What is asked.
Please output only the lines that run from the line containing "Practice: put a marker on each instance of the stainless" through the end of the material below, exactly.

Stored items:
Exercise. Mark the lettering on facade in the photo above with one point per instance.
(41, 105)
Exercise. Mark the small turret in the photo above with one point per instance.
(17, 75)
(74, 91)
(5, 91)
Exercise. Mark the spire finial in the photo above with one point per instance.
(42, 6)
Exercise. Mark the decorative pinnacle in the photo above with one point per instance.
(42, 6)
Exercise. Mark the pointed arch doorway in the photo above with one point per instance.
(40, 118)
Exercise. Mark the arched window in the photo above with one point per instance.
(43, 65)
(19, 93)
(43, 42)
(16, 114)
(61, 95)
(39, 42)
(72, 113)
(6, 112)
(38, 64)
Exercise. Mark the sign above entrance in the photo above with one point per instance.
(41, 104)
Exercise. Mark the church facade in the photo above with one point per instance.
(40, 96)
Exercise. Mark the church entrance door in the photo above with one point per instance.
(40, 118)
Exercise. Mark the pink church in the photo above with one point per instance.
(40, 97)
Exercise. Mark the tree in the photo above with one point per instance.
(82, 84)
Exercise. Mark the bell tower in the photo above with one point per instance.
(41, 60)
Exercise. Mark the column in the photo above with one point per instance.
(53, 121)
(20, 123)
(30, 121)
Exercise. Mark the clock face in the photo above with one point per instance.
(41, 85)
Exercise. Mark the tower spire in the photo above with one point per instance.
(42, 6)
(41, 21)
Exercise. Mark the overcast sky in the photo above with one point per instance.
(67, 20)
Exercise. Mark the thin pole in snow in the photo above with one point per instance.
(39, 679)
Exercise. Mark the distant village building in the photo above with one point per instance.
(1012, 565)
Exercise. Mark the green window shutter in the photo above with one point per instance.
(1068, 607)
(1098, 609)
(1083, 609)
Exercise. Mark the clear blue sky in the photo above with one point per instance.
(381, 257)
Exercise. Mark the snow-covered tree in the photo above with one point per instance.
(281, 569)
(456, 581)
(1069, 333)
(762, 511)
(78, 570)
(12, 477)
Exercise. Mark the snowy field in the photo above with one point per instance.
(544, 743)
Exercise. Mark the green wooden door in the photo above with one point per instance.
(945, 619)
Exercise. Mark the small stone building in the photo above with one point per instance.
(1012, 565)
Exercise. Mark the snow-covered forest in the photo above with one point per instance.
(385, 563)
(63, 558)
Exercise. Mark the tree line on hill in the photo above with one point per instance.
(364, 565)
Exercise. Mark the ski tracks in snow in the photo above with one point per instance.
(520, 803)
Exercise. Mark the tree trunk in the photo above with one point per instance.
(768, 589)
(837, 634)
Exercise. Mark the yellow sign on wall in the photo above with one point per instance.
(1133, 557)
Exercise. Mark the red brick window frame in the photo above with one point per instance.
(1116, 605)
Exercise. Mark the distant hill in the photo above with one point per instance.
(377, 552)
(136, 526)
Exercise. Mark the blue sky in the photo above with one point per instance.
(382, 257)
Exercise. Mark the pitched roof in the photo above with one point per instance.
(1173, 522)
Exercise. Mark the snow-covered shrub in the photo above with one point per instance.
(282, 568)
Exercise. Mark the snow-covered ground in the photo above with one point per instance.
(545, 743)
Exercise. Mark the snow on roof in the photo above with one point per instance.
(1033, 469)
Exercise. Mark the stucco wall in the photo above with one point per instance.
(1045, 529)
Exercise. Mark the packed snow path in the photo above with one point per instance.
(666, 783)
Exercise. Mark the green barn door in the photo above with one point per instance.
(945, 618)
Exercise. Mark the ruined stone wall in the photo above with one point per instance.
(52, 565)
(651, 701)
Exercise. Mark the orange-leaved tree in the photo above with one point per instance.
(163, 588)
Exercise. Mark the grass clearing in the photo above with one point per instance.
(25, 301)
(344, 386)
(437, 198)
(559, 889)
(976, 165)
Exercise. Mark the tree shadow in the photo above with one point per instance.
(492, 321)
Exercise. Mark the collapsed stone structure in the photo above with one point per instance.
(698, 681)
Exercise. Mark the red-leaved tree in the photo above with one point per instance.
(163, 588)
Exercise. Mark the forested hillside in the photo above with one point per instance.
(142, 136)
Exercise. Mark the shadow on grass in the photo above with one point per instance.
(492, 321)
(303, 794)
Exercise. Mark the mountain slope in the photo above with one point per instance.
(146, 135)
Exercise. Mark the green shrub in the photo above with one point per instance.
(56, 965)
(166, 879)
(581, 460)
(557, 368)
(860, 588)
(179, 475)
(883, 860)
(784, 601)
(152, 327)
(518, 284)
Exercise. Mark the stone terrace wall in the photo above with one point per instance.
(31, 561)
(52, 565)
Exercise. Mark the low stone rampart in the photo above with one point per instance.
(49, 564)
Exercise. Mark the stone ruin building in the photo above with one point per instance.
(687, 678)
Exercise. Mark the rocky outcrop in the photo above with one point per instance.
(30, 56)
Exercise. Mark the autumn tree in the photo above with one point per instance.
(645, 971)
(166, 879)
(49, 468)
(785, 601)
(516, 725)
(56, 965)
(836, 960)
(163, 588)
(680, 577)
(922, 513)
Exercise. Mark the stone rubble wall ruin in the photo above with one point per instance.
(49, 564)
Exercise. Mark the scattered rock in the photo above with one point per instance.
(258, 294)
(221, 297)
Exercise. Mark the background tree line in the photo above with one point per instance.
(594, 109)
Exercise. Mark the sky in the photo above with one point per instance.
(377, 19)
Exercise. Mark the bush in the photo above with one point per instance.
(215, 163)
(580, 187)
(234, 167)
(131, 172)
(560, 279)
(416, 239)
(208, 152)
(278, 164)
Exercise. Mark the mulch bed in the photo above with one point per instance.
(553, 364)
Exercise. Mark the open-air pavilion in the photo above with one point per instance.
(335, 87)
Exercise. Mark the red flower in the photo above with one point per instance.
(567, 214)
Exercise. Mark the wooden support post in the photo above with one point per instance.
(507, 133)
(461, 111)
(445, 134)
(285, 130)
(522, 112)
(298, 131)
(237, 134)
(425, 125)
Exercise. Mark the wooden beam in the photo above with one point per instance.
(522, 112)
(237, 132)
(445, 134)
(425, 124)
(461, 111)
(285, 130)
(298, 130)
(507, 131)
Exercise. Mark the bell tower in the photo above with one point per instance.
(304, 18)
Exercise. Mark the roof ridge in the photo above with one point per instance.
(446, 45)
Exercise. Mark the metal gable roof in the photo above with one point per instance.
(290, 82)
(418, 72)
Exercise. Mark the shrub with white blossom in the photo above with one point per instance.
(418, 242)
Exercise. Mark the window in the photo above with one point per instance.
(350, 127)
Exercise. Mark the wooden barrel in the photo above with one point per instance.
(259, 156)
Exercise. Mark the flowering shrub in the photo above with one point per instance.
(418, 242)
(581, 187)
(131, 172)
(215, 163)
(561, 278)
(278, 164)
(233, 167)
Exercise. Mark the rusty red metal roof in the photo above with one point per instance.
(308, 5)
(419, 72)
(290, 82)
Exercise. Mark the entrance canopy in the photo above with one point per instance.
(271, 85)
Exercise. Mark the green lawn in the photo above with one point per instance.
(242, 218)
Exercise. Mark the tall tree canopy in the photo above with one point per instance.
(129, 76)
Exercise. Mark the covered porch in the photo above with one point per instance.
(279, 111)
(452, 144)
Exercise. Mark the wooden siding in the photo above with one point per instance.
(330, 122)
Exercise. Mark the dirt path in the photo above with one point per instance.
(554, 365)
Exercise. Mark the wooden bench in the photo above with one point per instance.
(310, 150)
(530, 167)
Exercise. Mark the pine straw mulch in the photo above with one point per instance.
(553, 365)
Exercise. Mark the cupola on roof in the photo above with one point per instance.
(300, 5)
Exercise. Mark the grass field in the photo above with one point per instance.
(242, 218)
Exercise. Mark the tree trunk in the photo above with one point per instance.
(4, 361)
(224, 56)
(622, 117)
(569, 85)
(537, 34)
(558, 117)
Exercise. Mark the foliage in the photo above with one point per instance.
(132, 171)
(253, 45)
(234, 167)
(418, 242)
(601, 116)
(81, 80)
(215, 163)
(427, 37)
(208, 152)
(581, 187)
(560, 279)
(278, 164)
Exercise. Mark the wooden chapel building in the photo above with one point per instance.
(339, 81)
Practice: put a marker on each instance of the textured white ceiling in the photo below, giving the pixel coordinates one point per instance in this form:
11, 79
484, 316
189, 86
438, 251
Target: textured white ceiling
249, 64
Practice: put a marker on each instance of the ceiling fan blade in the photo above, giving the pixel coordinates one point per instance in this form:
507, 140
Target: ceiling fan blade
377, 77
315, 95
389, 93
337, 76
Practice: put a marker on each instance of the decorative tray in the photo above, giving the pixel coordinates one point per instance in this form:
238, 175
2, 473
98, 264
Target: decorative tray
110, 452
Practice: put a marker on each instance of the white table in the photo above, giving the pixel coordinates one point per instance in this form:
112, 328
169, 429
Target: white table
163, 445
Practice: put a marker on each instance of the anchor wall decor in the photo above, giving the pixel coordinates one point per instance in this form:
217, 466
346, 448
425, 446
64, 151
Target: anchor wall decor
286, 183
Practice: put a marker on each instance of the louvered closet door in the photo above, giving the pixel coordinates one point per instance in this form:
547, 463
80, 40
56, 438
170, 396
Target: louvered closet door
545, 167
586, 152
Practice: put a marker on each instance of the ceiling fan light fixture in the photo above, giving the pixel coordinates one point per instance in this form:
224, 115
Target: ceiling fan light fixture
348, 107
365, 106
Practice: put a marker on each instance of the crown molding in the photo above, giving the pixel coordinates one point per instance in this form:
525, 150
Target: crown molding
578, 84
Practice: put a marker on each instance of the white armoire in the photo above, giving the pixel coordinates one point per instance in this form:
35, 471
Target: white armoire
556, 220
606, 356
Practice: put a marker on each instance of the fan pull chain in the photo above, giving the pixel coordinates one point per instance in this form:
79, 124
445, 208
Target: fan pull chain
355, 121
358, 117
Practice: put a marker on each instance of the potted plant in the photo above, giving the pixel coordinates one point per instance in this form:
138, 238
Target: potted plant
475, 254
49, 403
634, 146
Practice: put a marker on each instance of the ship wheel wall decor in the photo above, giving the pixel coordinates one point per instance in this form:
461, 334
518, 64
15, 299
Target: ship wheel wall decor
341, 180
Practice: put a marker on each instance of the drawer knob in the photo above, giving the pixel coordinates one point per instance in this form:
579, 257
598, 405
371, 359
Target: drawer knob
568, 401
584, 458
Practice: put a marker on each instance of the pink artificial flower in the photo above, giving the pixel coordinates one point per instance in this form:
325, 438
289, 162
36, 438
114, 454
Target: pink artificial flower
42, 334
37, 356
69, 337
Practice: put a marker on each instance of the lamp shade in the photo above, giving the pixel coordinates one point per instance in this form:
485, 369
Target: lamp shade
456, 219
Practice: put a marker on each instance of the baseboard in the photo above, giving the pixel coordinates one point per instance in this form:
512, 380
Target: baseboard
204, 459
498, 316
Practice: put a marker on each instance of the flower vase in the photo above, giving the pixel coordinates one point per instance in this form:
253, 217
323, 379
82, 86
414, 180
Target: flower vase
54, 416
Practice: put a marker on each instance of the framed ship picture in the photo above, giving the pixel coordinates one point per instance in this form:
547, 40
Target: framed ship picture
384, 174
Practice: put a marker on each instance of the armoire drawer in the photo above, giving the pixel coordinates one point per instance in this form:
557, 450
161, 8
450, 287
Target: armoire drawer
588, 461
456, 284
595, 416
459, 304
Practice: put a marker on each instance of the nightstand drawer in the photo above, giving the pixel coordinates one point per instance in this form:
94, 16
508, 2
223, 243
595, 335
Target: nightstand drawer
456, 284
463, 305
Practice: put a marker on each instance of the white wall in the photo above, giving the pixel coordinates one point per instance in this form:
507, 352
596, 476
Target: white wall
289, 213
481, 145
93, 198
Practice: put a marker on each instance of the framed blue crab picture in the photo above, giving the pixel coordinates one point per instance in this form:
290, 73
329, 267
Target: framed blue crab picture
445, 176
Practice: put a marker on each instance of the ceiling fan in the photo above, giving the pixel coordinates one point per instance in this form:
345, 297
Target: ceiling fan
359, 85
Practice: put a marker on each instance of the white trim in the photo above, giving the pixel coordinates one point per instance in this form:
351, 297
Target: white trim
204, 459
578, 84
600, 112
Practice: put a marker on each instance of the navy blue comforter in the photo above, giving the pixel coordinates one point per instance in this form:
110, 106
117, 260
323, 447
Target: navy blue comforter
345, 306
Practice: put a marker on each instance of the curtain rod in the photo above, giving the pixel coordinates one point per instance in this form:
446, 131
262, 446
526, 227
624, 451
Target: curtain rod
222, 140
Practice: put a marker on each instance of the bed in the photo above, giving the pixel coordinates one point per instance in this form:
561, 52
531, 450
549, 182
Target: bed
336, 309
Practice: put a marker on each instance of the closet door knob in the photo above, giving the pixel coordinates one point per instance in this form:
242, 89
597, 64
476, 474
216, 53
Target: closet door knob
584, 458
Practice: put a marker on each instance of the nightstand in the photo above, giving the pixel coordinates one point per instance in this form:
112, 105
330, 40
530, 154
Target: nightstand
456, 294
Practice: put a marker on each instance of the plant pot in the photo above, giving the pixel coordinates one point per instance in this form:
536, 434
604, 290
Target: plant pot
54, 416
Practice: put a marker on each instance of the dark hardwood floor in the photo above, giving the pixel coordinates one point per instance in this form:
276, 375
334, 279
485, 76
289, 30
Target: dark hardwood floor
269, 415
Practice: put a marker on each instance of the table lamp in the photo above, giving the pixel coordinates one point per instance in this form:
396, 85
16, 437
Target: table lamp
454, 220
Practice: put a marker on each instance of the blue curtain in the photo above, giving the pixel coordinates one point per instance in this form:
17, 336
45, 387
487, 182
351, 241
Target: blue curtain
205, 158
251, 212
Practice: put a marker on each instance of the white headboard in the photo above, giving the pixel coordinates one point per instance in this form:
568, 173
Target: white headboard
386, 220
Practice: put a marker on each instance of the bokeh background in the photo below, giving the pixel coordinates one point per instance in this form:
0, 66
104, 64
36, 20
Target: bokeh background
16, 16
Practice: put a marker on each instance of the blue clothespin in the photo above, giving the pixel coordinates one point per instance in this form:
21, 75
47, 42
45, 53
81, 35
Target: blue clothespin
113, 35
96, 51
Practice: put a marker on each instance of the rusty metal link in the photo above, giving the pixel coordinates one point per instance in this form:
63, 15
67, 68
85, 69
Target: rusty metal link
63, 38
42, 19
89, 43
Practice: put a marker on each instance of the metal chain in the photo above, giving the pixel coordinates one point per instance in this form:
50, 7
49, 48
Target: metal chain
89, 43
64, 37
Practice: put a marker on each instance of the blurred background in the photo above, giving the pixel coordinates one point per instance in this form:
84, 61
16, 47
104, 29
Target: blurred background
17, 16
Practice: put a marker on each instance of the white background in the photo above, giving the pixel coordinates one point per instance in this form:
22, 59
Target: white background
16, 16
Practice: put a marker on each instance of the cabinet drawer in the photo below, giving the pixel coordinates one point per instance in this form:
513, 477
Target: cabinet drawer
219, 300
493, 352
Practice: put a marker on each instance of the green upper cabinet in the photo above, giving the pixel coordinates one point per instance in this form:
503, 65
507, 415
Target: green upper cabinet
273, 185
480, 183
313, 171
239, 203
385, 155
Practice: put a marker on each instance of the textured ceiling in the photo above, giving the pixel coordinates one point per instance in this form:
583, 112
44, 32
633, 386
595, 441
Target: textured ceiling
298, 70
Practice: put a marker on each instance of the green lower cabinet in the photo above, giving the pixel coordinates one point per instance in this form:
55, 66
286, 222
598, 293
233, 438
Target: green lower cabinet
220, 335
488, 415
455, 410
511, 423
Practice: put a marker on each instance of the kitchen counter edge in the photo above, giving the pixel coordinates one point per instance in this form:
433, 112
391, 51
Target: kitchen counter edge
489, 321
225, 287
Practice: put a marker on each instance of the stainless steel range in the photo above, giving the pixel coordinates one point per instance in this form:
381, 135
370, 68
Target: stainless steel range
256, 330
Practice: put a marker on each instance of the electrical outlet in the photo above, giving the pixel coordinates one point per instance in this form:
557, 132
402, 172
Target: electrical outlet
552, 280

Task output.
Practice: put a marker on each instance of the stainless steel range in the photo above, giving the pixel coordinates one point per instance in this form:
381, 135
370, 68
Target: stainless steel range
256, 330
Practice: put a marker on each instance of the electrical outlet in the photo above, giving the pixel coordinates one point per instance in this form:
557, 132
402, 172
Target: electrical outlet
552, 280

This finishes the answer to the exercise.